As former police officer Ashley Bryant stood on the platform above a waterfall on the NSW North Coast he made a final phone call.
It was about 8.30pm on December 16, 2013, when he dialled the number of friend and colleague, Detective Inspector Matt Kehoe.
Mr Bryant, a father of three who had been medically discharged from the NSW Police Force a year earlier, sounded “clear and concise” as he spoke.
He said he wanted Mr Kehoe to investigate his death, something Mr Kehoe couldn’t promise.
“I knew from the call I got from him that if I made that promise to him, I knew what he was going to do,” Mr Kehoe told an inquest into Mr Bryant’s death on Wednesday.
Moments later Mr Bryant killed himself.
An inquest into the 44-year-old’s death in the NSW Coroner’s Court is examining what support was given to the detective sergeant as he struggled with post traumatic stress disorder, depression and alcohol abuse.
The inquest will also examine whether the police force needs to change the way it assesses the risk of officers developing mental health issues and how it supports former and serving officers with psychological injuries.
As a “hard-working” police officer with 24 years experience, who had responded to many murders and suicides, Mr Bryant knew every 000 call was recorded.
This was one of the last numbers he dialled before ending his life west of Byron Bay.
“I understand this is being recorded and I suffer from PTSD,” he told the 000 operator in a chilling call played to the inquest.
“I now live with the trauma of it and I know this will go to the coroner. There needs to be more things put in place for partners of those that suffer … ”
The operator asked Mr Bryant if he could wait for police to get to him.
“No, I’ll be gone before they arrive, thank you,” he replied before the line went dead.
Growing up in the Mid-North Coast town of Port Macquarie, Mr Bryant was an athletic teenager who spent his spare time surf lifesaving and training with his older brother.
He earned the nickname “ice man” at the police academy because he drank ice water while everyone else downed alcohol, the inquest heard.
That changed after he joined the police.
Counsel assisting the coroner, Ian Bourke, said there was clear evidence that Mr Bryant struggled with the affects of PTSD, depression and alcohol abuse in the lead-up to his discharge from the force in 2013.
Over the years he went from going off alcohol completely to downing up to 10 drinks a night. At one point he had his police firearm taken off him after he was aggressive towards work mates.
Mr Bryant spoke to some about the traumatic jobs that haunted him.
There was the drowning of husband and wife, Carole and Joseph Sherry, at South Ballina Beach in 2010 and a murder-suicide at Casino.
He had also worked in the Unsolved Homicide Team, including on the high-profile cold case involving Sydney teen Trudie Adams.
In 2012, Mr Bryant was working as a detective sergeant at Ballina police station, which was understaffed and overworked, the inquest heard.
The NSW Police Force were notified about his PTSD in March that year as he was treated by a psychiatrist, psychologist and GP.
It was around this time he sent Mr Kehoe, his superior the Richmond Local Area Command, a text message.
“I just can’t stomach this job any more, I need some time away,” Mr Bryant wrote on March 13, 2012.
Over the next few months, Mr Kehoe checked in on Mr Bryant, meeting him for coffee in Byron Bay and walking the iconic lighthouse track.
Asked about how Mr Bryant felt around this time, Mr Kehoe said: “He was at least looking forward to the future outside of the police.”

--- Source data ---
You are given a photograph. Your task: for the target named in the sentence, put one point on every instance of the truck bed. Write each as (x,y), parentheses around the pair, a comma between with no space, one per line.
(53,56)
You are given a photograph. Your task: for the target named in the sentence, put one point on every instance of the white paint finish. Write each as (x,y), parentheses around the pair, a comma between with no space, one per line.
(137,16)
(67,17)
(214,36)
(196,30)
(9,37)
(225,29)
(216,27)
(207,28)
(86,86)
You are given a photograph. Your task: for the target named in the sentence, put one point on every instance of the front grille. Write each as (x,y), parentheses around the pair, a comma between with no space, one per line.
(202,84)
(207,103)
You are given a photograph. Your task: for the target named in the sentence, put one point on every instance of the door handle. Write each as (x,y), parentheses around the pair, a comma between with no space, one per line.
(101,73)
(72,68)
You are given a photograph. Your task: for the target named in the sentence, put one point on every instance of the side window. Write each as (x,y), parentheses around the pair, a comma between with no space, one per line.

--- Work order A ---
In the article on the Bryant inquest, how many years of experience did Mr Bryant have as a police officer?
--- Work order B ---
Rewrite the passage of the article on the Bryant inquest between "He earned the" and "murder-suicide at Casino.", inclusive, substituting "colleagues" for "work mates".

--- Expected output A ---
24 years

--- Expected output B ---
He earned the nickname “ice man” at the police academy because he drank ice water while everyone else downed alcohol, the inquest heard.
That changed after he joined the police.
Counsel assisting the coroner, Ian Bourke, said there was clear evidence that Mr Bryant struggled with the affects of PTSD, depression and alcohol abuse in the lead-up to his discharge from the force in 2013.
Over the years he went from going off alcohol completely to downing up to 10 drinks a night. At one point he had his police firearm taken off him after he was aggressive towards colleagues.
Mr Bryant spoke to some about the traumatic jobs that haunted him.
There was the drowning of husband and wife, Carole and Joseph Sherry, at South Ballina Beach in 2010 and a murder-suicide at Casino.